● **Written instruction**
Begin at the line that has "red flower, and" and stop after the final line of the records, then rewrite every line in that stretch. Shift each coordinate value up by 29 and leave all other text unchanged.

● **Task material**
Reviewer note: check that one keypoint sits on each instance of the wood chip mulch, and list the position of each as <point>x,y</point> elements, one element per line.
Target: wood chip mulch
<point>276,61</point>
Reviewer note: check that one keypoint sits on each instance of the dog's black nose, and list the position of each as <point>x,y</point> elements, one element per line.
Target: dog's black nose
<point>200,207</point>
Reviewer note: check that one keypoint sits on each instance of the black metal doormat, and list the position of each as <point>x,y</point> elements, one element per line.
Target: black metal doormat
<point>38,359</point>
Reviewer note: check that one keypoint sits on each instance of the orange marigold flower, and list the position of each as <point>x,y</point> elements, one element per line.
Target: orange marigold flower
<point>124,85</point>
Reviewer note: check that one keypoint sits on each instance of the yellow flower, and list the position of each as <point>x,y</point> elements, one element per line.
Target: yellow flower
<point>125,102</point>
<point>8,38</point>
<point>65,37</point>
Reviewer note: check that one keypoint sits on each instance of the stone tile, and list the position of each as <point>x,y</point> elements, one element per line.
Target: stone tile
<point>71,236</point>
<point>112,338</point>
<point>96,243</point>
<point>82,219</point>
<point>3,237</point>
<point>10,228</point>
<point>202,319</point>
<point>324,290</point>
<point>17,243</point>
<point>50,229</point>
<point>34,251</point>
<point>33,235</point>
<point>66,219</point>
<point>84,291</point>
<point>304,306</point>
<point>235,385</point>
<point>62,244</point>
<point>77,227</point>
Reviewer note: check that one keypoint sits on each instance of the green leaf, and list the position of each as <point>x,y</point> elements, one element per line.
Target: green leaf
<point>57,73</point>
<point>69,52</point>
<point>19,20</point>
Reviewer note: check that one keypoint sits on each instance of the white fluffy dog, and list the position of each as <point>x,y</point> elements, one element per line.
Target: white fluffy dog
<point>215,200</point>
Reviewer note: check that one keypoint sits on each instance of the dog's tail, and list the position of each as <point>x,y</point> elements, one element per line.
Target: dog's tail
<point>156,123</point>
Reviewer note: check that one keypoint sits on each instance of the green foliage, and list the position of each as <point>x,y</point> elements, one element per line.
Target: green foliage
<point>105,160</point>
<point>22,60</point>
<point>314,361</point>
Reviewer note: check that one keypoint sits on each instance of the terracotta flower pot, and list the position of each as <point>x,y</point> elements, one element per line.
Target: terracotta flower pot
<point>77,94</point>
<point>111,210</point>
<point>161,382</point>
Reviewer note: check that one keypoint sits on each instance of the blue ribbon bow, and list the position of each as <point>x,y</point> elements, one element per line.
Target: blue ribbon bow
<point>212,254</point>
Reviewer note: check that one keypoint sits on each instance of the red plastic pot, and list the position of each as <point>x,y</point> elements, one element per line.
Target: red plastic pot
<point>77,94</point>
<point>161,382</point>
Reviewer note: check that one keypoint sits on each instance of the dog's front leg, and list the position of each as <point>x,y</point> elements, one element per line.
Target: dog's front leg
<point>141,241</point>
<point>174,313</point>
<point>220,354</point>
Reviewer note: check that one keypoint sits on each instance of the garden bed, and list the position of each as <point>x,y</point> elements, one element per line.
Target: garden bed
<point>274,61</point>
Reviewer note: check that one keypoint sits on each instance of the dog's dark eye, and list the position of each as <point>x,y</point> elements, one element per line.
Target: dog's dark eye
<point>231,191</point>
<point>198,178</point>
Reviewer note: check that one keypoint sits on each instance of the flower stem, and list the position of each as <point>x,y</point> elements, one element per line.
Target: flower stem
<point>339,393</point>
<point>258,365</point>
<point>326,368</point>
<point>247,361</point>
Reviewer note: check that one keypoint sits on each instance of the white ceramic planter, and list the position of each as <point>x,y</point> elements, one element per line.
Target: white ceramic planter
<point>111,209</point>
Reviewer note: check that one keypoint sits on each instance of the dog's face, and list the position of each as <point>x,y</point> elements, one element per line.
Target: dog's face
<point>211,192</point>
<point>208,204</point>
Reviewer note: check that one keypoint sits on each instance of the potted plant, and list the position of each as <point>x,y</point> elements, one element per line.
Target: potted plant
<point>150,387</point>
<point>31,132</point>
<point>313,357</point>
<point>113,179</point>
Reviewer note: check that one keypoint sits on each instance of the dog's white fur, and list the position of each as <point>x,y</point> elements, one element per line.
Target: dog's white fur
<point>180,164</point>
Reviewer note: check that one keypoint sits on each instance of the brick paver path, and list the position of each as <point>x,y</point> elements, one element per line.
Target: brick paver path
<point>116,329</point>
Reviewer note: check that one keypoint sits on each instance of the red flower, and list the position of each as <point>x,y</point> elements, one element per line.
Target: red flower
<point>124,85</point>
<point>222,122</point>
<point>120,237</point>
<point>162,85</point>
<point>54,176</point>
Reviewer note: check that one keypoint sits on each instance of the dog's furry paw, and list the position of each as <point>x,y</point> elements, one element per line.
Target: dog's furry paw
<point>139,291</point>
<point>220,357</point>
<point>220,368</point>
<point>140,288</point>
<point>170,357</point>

● **Solution for this exercise**
Reviewer note: check that one keypoint sits on each instance of the red flower, and list the position of each as <point>x,y</point> elements, one element per line.
Target: red flower
<point>153,114</point>
<point>251,151</point>
<point>149,266</point>
<point>191,114</point>
<point>83,205</point>
Reviewer note: check that one keypoint sits on each instance of the dog's furry paw, and list the position of each as <point>x,y</point> elements, one element per line.
Target: dog's furry paw
<point>168,320</point>
<point>249,386</point>
<point>249,397</point>
<point>169,317</point>
<point>199,386</point>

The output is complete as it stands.